_Brief 1:_
Decide whether each statement agrees with the news item on Indonesia's rate hike: (a) Bank Indonesia raised the BI-Rate by 25 basis points to 6.25%; (b) most economists surveyed by Bloomberg predicted the increase; (c) the governor spoke at an in-person press conference. Answer yes or no for each, quoting the words from the news item that settle it.
_Brief 2:_
Rewrite the news item on Indonesia's rate hike from "Currency trading at" to "hit pandemic-era lows.", putting "monetary authority" wherever "central bank" appears.

Indonesia hikes rate to arrest rupiah slide

Indonesia hikes rate to arrest rupiah slide

Currency trading at pandemic-era lows is Asia's third-worst performer

An employee counts Indonesian rupiah banknotes at a currency exchange office in Tanggerang, Banten, Indonesia, on April 17. (Photo: Bloomberg)
An employee counts Indonesian rupiah banknotes at a currency exchange office in Tanggerang, Banten, Indonesia, on April 17. (Photo: Bloomberg)

The Indonesian central bank on Wednesday raised its benchmark interest rate to a record high, in what is seen as a one-and-done move to support the rupiah that has hit pandemic-era lows.

Bank Indonesia increased the BI-Rate by 25 basis points to 6.25%, a move predicted by only 11 of 41 economists surveyed by Bloomberg. The rest had expected no change.

Current conditions require a strong policy response to mitigate risks to the Indonesian economy, central bank governor Perry Warjiyo said in a virtual briefing.

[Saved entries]
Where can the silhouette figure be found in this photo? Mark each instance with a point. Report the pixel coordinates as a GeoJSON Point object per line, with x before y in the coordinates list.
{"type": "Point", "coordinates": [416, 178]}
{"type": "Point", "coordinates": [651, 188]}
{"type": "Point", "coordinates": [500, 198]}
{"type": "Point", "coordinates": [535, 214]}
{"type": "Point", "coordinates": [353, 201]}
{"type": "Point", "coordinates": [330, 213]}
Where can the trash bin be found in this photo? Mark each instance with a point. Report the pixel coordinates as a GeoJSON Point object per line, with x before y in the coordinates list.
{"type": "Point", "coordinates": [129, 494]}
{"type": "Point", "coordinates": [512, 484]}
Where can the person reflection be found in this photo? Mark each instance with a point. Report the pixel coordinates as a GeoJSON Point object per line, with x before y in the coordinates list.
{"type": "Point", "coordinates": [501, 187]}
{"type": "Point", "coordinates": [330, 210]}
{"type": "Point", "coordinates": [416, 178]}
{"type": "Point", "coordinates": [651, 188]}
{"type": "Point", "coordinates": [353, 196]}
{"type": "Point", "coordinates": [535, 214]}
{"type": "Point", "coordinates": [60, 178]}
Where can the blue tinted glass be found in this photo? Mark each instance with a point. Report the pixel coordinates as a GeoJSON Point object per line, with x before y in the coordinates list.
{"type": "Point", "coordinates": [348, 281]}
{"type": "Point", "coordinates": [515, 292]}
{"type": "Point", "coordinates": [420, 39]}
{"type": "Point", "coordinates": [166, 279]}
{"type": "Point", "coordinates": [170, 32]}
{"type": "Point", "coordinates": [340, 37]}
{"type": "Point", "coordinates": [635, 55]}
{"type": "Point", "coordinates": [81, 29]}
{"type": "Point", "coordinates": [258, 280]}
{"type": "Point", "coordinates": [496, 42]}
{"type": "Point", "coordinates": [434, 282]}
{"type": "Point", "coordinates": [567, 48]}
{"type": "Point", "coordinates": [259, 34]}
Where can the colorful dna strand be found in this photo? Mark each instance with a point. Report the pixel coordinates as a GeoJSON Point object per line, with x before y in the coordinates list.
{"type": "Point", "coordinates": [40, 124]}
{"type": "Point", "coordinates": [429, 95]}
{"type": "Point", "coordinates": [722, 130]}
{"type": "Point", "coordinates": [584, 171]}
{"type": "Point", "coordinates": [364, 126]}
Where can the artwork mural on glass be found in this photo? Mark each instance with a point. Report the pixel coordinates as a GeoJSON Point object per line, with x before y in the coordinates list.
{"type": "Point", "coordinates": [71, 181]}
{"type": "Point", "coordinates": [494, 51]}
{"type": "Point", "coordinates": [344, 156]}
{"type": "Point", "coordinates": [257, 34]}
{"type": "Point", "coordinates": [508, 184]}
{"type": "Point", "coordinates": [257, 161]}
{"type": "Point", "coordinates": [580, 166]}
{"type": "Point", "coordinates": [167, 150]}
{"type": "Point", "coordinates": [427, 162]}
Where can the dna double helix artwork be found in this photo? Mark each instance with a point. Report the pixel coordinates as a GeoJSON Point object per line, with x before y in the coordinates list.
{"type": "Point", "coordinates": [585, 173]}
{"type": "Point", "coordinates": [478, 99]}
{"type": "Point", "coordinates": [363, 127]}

_Expected output 1:_
(a) Yes: "Bank Indonesia increased the BI-Rate by 25 basis points to 6.25%"
(b) No: "a move predicted by only 11 of 41 economists surveyed by Bloomberg. The rest had expected no change."
(c) No: "central bank governor Perry Warjiyo said in a virtual briefing"

_Expected output 2:_
Currency trading at pandemic-era lows is Asia's third-worst performer

An employee counts Indonesian rupiah banknotes at a currency exchange office in Tanggerang, Banten, Indonesia, on April 17. (Photo: Bloomberg)
An employee counts Indonesian rupiah banknotes at a currency exchange office in Tanggerang, Banten, Indonesia, on April 17. (Photo: Bloomberg)

The Indonesian monetary authority on Wednesday raised its benchmark interest rate to a record high, in what is seen as a one-and-done move to support the rupiah that has hit pandemic-era lows.